* **TEXT PASSAGE**:

——

2024

Counting Butterflies in Fully Dynamic Bipartite Graph Streams (to appear)

Serafeim Papadias, Zoi Kaoudi, Varun Pandey, Jorge Arnulfo Quiane Ruiz, Volker Markl
Conference Paper ICDE '24: IEEE International Conf. on Data Engineering (ICDE), 2024

Abstract

A bipartite graph extensively models relationships between real-world entities of two different types, such as user-product data in e-commerce. Such graph data are inherently becoming more and more streaming, entailing continuous insertions and deletions of edges. A butterfly (i.e., 2x2 bi-clique) is the smallest non-trivial cohesive structure that plays a crucial role. Counting such butterfly patterns in streaming bipartite graphs is a core problem in applications such as dense subgraph discovery and anomaly detection. Yet, existing approximate solutions consider insert-only streams and, thus, achieve very low accuracy in fully dynamic bipartite graph streams that involve both insertions and deletions of edges. Adapting them to consider deletions is not trivial either, because different sampling schemes and new accuracy analyses are required. In this paper, we propose Abacus, a novel approximate algorithm that counts butterflies in the presence of both insertions and deletions by utilizing sampling. We prove that Abacus always delivers unbiased estimates. Furthermore, we extend Abacus and devise a parallel mini-batch variant, namely, Parabacus, which counts butterflies in parallel. Parabacus counts butterflies in a load-balanced manner using versioned samples, which results in significant speedup and is thus ideal for critical applications in the streaming environment. We evaluate Abacus/Parabacus using a diverse set of real bipartite graphs and assess its performance in terms of accuracy, throughput, and speedup. The results indicate that our proposal is the first capable of efficiently providing accurate butterfly counts in the most generic setting, i.e., a fully dynamic graph streaming environment that entails both insertions and deletions. It does so without sacrificing throughput and even improving it with the parallel version.

——

Boundary labeling rows
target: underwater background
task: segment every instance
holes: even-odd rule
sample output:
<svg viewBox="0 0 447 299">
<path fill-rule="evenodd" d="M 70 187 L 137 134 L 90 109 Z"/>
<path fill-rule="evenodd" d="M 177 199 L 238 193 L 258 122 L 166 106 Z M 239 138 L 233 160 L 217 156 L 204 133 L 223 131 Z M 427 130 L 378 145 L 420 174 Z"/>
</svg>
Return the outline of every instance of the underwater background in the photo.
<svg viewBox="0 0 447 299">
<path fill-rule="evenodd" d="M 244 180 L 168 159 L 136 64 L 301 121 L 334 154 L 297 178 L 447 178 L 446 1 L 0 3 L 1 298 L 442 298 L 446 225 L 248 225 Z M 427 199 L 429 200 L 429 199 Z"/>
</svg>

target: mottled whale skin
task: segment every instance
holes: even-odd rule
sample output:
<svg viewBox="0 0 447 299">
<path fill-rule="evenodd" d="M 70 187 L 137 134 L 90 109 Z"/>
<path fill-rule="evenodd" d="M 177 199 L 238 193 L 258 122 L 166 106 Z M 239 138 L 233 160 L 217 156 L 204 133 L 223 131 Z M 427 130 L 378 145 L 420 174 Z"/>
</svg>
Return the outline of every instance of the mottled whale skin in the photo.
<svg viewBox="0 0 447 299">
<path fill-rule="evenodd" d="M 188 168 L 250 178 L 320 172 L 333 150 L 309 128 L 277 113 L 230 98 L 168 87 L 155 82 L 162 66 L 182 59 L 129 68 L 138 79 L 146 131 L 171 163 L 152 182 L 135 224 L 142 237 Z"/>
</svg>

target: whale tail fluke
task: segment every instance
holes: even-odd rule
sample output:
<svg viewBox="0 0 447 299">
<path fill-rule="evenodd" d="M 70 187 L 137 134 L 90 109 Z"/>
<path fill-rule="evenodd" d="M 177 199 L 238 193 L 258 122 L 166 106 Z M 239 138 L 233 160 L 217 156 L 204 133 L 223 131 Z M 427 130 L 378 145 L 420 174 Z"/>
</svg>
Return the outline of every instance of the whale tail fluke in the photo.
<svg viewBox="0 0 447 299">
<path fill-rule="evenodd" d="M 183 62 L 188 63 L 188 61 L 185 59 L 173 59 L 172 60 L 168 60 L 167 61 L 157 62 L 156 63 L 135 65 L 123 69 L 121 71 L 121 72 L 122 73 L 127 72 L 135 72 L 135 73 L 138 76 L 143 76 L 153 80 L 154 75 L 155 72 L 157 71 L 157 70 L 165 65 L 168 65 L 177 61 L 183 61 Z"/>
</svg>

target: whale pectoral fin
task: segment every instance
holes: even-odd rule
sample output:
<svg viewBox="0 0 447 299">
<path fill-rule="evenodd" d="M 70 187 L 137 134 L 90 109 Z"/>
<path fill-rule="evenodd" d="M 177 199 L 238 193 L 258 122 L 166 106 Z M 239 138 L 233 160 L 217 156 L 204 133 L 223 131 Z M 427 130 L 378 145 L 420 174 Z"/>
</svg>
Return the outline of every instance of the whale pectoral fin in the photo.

——

* **SET EXERCISE**: In the butterfly-counting abstract, what is the name of the parallel mini-batch variant of Abacus?

* **THE RESPONSE**: Parabacus